# [WHAT THE EXERCISE ASKS]
Begin with the line containing "Where can the blue sign" and copy every line after it to the end of the entries, exactly, leaving out the lines before it.

# [SOURCE DATA]
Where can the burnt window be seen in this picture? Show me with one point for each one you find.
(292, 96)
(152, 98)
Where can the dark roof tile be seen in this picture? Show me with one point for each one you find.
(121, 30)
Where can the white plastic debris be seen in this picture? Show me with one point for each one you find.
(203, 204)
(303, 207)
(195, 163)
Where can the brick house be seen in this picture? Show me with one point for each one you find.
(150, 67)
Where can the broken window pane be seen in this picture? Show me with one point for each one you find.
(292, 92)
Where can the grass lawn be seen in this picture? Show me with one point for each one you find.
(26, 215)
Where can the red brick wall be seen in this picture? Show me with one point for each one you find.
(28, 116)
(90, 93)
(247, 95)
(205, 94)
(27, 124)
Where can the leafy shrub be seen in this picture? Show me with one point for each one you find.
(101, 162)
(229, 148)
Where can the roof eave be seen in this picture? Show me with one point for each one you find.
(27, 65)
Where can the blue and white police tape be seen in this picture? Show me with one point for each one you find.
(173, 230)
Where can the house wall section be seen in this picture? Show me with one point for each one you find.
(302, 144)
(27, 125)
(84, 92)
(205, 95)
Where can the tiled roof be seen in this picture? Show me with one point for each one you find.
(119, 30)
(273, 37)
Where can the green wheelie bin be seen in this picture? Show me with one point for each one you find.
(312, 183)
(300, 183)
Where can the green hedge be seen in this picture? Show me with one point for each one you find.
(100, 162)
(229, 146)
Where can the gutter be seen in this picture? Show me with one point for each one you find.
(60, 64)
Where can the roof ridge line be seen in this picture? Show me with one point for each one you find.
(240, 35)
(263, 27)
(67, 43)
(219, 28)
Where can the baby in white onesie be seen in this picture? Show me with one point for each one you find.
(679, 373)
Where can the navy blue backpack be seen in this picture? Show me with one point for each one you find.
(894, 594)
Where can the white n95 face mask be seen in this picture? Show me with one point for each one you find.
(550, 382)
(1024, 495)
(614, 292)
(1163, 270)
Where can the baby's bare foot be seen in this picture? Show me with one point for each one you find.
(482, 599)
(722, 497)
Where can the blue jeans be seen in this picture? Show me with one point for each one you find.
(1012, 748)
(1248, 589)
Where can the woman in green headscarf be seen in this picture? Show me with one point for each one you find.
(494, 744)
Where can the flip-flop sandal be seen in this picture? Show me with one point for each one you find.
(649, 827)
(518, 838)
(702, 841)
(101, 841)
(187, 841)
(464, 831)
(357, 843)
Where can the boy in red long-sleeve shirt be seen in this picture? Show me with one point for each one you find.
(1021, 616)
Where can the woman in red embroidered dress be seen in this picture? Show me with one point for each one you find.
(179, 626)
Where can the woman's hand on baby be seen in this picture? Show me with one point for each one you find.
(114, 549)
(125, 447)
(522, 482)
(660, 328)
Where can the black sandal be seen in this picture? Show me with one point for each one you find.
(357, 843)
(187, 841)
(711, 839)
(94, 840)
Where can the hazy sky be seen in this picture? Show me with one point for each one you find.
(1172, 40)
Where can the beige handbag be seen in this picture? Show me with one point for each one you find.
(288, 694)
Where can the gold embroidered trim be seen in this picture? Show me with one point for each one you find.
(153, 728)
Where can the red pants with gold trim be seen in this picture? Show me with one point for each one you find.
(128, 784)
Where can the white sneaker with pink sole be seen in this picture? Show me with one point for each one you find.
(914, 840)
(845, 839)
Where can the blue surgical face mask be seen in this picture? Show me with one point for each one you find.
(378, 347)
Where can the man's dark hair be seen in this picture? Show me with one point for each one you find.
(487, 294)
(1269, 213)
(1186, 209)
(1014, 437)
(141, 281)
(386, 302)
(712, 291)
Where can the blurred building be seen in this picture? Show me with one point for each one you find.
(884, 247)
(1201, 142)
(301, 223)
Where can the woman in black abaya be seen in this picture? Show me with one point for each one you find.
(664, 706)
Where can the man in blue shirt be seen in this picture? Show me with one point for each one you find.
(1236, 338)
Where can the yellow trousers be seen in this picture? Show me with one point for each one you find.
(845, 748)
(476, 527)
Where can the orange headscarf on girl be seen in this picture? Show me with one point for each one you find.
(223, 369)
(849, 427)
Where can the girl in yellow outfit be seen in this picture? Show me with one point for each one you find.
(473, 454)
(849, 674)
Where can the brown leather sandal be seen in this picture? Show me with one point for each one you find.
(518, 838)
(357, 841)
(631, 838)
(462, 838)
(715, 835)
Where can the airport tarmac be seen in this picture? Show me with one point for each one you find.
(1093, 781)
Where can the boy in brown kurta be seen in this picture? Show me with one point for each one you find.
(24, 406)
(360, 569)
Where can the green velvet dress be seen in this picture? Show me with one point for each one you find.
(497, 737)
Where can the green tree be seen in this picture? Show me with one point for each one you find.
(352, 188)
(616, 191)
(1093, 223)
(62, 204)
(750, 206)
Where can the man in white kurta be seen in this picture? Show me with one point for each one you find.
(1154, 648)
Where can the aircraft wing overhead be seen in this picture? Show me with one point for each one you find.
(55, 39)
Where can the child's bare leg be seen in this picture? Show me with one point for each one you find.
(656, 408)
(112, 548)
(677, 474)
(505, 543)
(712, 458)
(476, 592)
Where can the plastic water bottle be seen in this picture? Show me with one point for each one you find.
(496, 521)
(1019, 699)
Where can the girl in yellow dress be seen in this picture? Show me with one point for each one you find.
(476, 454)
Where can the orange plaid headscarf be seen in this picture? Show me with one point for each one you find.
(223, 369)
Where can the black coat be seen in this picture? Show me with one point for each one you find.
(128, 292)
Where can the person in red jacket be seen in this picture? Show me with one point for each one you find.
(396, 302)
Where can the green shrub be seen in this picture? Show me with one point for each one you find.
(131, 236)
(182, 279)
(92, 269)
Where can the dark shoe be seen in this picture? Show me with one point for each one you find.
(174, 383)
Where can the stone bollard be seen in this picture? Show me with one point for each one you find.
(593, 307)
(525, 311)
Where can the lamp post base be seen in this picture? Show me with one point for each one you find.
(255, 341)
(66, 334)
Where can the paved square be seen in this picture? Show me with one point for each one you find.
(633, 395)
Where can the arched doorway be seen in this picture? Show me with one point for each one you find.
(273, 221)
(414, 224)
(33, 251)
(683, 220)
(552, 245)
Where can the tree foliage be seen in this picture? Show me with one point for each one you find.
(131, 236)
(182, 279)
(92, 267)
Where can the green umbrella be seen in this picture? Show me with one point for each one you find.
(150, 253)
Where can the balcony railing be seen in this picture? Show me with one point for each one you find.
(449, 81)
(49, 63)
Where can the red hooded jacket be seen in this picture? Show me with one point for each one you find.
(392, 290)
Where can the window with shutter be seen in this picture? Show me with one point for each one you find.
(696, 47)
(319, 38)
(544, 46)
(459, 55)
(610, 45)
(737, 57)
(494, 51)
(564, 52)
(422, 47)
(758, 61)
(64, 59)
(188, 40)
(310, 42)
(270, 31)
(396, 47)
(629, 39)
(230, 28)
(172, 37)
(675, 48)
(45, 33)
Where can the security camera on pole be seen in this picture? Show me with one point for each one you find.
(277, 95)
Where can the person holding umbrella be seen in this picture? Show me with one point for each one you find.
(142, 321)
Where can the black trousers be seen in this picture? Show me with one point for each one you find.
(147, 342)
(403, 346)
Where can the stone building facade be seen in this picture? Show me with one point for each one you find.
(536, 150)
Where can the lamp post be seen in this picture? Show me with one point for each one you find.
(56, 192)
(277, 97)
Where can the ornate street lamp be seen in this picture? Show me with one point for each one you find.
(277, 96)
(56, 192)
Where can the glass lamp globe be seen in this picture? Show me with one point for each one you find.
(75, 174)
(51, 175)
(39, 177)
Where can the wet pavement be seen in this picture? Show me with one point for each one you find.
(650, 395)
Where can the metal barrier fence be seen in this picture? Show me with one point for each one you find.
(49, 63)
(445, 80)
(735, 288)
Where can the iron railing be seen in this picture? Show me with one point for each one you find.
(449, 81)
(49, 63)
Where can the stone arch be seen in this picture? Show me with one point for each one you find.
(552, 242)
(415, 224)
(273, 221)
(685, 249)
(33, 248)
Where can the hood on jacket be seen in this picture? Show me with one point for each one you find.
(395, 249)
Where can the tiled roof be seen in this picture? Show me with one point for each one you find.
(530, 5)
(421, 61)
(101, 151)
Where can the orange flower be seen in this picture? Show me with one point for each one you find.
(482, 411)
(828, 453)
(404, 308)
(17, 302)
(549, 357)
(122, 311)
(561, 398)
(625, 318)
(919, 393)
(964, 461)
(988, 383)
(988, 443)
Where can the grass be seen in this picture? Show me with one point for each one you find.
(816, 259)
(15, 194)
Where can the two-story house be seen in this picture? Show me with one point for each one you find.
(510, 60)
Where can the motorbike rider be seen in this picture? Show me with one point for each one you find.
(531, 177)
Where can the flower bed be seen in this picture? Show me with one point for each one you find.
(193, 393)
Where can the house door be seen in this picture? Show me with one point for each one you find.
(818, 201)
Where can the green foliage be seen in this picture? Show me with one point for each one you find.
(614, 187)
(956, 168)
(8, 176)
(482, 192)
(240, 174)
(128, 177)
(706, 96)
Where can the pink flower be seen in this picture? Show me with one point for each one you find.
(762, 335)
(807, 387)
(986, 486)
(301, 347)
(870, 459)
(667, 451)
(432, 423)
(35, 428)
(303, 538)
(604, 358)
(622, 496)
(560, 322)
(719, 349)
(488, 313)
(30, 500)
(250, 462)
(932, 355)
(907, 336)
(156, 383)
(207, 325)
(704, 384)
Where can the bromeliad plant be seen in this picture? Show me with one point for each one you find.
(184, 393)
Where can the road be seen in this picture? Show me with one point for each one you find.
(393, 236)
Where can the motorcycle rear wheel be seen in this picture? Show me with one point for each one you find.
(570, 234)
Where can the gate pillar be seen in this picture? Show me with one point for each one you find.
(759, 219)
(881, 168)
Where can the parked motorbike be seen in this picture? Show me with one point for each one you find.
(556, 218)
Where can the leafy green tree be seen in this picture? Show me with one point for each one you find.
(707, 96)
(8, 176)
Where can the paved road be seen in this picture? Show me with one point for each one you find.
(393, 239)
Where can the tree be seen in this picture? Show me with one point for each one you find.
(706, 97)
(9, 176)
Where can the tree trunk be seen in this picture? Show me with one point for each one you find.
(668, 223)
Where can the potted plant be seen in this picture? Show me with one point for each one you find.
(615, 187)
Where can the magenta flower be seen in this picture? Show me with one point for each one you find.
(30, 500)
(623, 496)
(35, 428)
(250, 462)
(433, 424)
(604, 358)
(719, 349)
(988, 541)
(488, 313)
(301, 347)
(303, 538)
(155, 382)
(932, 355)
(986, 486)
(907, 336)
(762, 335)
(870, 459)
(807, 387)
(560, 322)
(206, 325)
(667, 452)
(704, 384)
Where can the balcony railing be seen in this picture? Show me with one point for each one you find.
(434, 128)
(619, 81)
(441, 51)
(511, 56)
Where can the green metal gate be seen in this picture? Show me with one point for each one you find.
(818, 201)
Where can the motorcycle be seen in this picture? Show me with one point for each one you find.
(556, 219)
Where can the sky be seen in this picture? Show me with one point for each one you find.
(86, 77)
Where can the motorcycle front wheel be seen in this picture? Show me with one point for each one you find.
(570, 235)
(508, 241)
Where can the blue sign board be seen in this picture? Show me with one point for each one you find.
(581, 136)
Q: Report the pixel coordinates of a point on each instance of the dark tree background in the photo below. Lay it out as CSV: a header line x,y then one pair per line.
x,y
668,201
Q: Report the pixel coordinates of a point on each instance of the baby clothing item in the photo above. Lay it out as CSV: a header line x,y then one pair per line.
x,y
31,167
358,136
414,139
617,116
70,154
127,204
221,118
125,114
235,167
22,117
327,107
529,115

# [YOUR RESPONSE]
Where can the blue sign board be seen in this picture? Show me with one point for each one you find.
(581, 136)
Q: Report the pixel coordinates of a point on each instance of the dark tree background in the photo below. Lay it out as CSV: a header line x,y then one pair per line.
x,y
668,201
Q: Report the pixel coordinates of a point on each instance of the baby clothing item in the photo above. Lay it out as CSV: a header line x,y then one pair per line.
x,y
31,167
358,136
414,139
617,116
70,154
127,204
221,118
125,114
235,167
22,117
327,107
529,115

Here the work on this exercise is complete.